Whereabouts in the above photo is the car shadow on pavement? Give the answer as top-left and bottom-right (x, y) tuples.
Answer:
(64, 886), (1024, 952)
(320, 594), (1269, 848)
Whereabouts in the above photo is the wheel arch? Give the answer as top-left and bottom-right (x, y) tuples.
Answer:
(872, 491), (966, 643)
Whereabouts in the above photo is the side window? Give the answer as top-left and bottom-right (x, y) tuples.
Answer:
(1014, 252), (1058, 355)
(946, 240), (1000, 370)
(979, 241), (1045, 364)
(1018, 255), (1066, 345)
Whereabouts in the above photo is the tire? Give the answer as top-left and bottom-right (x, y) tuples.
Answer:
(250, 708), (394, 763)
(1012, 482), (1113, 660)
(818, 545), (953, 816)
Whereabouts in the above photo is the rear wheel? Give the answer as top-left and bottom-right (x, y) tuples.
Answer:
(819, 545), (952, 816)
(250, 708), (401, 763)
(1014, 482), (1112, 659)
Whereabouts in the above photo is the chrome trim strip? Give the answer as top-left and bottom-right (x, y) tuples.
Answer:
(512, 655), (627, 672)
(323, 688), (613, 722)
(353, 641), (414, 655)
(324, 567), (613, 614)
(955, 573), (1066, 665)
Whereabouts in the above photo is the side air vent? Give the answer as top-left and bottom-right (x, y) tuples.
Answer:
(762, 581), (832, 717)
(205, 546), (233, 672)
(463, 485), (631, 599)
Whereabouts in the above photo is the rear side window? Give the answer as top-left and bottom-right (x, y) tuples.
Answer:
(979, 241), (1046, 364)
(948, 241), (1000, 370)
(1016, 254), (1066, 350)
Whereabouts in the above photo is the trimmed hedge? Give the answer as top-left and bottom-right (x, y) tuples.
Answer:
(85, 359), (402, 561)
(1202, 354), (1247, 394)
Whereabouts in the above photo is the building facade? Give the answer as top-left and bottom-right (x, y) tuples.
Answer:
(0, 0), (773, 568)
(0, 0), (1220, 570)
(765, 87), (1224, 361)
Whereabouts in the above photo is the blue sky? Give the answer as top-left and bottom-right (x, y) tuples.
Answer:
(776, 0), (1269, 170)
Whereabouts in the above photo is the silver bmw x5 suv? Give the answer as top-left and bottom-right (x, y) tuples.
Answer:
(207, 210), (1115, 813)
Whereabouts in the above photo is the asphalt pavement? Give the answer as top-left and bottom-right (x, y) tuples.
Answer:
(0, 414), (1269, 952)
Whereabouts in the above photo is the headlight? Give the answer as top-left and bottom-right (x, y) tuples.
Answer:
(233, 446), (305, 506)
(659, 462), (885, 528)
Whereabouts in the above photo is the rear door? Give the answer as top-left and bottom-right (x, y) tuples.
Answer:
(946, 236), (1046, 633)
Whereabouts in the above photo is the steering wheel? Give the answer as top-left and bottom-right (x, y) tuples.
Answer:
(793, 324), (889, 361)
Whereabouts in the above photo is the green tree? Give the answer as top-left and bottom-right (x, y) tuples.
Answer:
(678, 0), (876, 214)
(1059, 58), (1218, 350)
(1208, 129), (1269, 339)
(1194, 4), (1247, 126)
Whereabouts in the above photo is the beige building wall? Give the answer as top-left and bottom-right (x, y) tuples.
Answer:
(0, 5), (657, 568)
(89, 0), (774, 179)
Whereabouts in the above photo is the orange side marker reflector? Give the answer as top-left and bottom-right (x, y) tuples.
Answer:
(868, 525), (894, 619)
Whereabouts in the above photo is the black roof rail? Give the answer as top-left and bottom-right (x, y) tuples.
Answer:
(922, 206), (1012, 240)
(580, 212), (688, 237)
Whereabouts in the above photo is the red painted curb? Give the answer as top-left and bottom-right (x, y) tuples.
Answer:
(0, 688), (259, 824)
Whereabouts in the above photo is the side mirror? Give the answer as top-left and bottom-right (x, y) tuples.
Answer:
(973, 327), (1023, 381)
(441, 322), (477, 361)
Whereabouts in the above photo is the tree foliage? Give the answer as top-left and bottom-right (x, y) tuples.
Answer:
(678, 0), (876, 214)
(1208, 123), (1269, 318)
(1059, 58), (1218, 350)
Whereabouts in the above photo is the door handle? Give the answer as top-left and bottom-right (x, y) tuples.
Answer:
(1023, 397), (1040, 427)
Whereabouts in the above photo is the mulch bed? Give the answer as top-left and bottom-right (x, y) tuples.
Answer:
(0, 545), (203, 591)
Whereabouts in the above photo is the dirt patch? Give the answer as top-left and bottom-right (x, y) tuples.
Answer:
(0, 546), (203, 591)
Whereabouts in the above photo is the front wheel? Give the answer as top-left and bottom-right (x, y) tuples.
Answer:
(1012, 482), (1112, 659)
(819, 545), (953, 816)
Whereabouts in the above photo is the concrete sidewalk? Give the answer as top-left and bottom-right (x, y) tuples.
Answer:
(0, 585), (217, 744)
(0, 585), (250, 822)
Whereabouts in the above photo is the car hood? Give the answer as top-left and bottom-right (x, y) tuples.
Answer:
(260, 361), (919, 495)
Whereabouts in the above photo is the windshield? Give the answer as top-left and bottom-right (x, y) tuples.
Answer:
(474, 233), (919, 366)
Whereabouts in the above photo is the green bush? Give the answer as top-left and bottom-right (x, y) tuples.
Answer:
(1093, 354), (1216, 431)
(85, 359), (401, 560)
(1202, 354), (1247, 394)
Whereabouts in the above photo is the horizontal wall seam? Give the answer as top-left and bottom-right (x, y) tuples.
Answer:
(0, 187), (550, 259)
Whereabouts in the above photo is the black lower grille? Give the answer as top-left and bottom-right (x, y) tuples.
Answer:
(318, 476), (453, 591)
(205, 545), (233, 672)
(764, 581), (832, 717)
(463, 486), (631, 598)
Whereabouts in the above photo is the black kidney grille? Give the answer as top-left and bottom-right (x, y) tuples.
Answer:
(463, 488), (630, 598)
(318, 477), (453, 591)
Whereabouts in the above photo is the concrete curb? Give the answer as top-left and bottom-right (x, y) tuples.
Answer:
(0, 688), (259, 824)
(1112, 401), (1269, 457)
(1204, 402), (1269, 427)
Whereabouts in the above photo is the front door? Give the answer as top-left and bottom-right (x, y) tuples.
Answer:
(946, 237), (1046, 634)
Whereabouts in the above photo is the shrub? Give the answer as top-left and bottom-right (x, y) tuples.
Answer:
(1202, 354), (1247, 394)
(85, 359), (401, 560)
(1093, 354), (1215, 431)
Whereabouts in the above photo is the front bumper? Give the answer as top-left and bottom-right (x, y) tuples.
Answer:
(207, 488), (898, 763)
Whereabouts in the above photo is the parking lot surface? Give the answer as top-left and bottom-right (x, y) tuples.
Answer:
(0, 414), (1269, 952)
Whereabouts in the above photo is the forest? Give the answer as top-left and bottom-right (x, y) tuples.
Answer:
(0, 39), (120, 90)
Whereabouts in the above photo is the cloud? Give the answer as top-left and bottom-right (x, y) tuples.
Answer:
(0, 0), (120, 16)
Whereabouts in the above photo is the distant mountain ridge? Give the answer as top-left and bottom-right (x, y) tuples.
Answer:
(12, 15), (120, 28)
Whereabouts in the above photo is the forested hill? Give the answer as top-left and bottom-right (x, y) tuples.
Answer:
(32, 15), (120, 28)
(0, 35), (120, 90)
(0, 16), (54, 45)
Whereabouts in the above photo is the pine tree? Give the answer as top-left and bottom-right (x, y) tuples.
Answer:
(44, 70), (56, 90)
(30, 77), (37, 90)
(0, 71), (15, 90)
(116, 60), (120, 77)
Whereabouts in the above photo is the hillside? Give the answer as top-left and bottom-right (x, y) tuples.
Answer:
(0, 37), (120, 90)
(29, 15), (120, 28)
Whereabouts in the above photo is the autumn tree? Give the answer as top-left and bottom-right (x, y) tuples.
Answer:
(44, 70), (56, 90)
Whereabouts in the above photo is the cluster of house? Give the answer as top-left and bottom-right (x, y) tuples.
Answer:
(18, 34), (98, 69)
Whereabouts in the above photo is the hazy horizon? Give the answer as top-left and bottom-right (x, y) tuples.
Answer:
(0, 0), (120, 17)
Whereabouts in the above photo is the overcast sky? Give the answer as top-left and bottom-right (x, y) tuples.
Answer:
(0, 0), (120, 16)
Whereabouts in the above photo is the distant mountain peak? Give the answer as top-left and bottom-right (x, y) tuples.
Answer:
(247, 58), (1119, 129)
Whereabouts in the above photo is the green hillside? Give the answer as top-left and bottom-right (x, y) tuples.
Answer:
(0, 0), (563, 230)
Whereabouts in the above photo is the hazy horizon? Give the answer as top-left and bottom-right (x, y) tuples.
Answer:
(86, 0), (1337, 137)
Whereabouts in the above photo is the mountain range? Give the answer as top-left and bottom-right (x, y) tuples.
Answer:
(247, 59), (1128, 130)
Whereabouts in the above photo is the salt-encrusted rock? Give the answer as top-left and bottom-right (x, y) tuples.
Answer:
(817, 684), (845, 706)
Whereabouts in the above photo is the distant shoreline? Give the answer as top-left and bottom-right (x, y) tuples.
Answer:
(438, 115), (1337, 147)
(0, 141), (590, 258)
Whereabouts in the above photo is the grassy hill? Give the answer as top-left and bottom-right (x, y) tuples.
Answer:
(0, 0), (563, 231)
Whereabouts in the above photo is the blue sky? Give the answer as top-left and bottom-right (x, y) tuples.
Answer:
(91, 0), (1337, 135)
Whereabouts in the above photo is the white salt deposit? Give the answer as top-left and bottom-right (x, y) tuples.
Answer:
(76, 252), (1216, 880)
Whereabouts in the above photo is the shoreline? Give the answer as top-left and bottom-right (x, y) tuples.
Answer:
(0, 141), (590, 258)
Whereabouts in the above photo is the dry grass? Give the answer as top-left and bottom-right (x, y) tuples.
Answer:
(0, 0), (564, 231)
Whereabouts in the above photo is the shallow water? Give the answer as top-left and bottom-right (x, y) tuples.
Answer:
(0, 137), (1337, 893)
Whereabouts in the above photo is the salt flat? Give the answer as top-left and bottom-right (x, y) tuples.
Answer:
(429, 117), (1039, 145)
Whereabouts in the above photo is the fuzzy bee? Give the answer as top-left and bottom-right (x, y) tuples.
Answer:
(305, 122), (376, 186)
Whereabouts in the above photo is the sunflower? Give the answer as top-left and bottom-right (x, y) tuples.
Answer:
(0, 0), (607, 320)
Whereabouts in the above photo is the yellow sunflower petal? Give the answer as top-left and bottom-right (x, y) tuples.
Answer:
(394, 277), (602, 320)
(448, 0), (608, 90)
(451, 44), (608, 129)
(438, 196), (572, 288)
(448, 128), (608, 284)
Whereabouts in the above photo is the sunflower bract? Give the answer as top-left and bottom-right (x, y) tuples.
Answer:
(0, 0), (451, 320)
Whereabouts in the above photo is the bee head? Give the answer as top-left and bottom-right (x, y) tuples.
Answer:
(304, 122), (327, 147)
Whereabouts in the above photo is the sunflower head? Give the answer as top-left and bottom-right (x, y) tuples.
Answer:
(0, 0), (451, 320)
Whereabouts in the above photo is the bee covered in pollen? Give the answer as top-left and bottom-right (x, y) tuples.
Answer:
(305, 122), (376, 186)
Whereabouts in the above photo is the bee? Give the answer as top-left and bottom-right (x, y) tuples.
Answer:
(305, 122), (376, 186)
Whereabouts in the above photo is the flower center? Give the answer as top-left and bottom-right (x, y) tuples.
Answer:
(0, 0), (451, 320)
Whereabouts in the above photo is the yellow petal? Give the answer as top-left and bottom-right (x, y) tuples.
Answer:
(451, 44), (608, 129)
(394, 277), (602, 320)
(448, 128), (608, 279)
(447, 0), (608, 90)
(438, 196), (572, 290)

• • •

=== Task directions ===
Show every line in the rows above that contains the word "grille".

=== Exercise solution ===
Whereabouts in the above photo is the black lower grille? Give the answer as top-left and bottom-right (x, y) tuples.
Whereabouts in the above photo is the black kidney grille? Give the answer as top-left and bottom-right (x, y) tuples.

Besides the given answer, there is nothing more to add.